Activity |
Pull out each line in the records that contains the string "negative". Letter case counts.

Dataset entries |
────
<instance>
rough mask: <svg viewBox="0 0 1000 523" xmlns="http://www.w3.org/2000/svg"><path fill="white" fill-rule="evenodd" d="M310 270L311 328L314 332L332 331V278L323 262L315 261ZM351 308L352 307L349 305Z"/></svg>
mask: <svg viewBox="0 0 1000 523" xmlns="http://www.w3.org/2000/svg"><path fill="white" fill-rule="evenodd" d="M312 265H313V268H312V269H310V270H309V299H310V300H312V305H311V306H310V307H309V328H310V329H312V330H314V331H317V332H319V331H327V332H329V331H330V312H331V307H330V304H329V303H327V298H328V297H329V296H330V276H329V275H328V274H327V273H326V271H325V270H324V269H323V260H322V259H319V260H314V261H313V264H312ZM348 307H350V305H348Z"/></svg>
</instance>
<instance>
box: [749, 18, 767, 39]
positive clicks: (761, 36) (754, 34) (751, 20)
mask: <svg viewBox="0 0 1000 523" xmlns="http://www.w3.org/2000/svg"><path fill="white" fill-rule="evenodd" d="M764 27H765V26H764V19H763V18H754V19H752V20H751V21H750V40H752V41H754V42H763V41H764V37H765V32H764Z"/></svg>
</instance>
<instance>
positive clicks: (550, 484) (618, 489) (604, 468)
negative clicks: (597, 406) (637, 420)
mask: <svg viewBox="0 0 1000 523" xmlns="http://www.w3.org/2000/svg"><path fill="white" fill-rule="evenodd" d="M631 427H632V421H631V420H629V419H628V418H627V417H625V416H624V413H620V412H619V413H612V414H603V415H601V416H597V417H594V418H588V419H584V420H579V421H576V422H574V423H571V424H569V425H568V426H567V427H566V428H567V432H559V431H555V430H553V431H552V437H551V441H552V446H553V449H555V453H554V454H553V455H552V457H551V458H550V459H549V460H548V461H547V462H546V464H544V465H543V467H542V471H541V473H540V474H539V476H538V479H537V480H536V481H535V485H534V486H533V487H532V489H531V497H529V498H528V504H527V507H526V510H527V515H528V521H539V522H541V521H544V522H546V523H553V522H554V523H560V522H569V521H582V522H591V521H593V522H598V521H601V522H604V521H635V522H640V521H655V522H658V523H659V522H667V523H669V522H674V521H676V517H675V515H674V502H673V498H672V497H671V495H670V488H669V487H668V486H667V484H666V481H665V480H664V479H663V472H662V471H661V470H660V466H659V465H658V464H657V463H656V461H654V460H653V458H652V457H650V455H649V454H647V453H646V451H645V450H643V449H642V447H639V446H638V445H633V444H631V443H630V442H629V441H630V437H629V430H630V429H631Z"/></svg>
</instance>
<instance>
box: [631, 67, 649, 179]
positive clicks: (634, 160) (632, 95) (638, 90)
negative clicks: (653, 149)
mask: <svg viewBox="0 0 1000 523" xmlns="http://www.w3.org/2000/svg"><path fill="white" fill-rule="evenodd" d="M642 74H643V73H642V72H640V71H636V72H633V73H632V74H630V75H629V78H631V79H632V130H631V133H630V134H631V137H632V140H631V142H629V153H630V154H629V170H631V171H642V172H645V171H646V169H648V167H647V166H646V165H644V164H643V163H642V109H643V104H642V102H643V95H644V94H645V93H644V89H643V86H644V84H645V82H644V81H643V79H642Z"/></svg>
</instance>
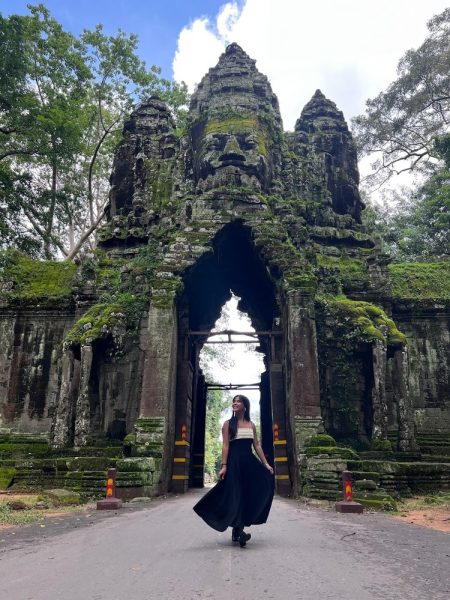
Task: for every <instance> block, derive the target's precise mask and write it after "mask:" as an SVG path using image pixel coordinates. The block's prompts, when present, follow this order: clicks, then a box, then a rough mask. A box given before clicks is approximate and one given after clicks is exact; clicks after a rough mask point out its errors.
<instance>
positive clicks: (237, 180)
mask: <svg viewBox="0 0 450 600" xmlns="http://www.w3.org/2000/svg"><path fill="white" fill-rule="evenodd" d="M192 147H193V153H194V156H193V163H194V177H195V181H196V183H197V186H198V187H199V188H200V189H202V190H203V191H206V190H210V189H215V188H218V187H222V186H227V185H233V186H236V187H246V188H252V189H254V190H255V191H266V190H267V189H268V187H269V186H270V183H271V180H272V170H273V164H272V162H273V159H272V155H271V135H270V133H269V131H268V127H267V125H265V124H264V123H263V122H262V121H261V120H260V119H258V118H257V117H254V116H244V115H242V116H240V115H239V116H238V117H233V118H224V119H219V118H217V119H214V118H213V119H210V120H208V121H202V122H200V123H198V124H197V125H196V126H194V127H193V128H192Z"/></svg>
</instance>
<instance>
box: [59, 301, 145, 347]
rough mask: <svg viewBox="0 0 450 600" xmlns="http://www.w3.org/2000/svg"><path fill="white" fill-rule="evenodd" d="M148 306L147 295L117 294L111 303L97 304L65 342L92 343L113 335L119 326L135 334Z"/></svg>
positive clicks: (71, 329)
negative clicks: (110, 335)
mask: <svg viewBox="0 0 450 600" xmlns="http://www.w3.org/2000/svg"><path fill="white" fill-rule="evenodd" d="M146 307H147V300H146V299H145V297H144V298H142V297H141V296H137V295H134V294H130V293H123V294H118V295H116V296H115V297H114V299H113V301H112V302H111V303H100V304H95V305H94V306H91V308H89V309H88V310H87V311H86V313H85V314H84V315H83V316H82V317H81V318H80V319H79V320H78V321H77V322H76V323H75V325H74V326H73V327H72V328H71V330H70V331H69V332H68V334H67V336H66V338H65V343H66V344H67V345H69V346H74V345H80V346H83V345H86V344H91V343H92V342H93V341H94V340H96V339H101V338H105V337H107V336H108V335H111V334H112V333H113V330H114V329H117V328H122V329H123V330H124V333H126V334H131V335H132V334H135V333H136V330H137V327H138V325H139V321H140V319H141V316H142V312H143V310H145V308H146Z"/></svg>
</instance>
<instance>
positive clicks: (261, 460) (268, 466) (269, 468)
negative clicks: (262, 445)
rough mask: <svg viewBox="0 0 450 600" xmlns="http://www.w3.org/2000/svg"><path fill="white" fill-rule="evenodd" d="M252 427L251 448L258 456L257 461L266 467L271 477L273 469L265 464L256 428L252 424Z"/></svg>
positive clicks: (264, 460) (266, 468) (263, 453)
mask: <svg viewBox="0 0 450 600" xmlns="http://www.w3.org/2000/svg"><path fill="white" fill-rule="evenodd" d="M252 427H253V448H254V449H255V452H256V454H257V455H258V457H259V460H260V461H261V462H262V464H263V465H264V466H265V467H266V469H267V470H268V471H270V472H271V473H272V475H273V468H272V467H271V466H270V465H269V463H268V462H267V460H266V457H265V456H264V452H263V450H262V448H261V444H260V443H259V441H258V436H257V434H256V427H255V424H254V423H252Z"/></svg>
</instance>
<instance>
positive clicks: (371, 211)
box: [364, 135, 450, 261]
mask: <svg viewBox="0 0 450 600" xmlns="http://www.w3.org/2000/svg"><path fill="white" fill-rule="evenodd" d="M436 146H437V148H436V151H437V153H438V154H437V155H438V156H439V157H440V158H441V159H442V160H443V162H444V166H442V167H441V168H440V169H437V171H436V172H435V173H434V174H433V175H432V176H431V177H429V178H428V180H426V181H425V183H423V184H422V185H421V186H420V187H419V188H418V189H417V190H416V191H415V192H414V193H411V190H409V189H402V190H400V191H392V190H391V191H390V192H389V193H388V194H387V197H386V198H385V200H384V203H383V204H382V205H381V206H376V205H370V204H369V206H368V209H367V210H366V211H364V212H365V213H366V215H365V222H366V224H367V225H369V226H370V227H371V228H372V229H373V230H375V231H377V232H378V233H379V234H380V235H381V237H382V238H383V239H384V241H385V243H386V245H387V247H388V249H389V250H390V253H391V254H392V256H393V257H394V258H395V259H396V260H408V261H414V260H418V259H420V258H429V257H435V256H444V255H446V256H448V255H449V254H450V135H447V136H444V137H441V138H439V143H438V144H437V145H436Z"/></svg>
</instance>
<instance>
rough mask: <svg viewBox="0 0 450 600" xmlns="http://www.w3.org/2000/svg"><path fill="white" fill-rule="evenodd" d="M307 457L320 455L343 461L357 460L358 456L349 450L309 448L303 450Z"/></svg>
────
Written answer |
negative clicks: (597, 406) (637, 420)
negative clicks: (653, 149)
negative clicks: (110, 335)
negative clicks: (262, 445)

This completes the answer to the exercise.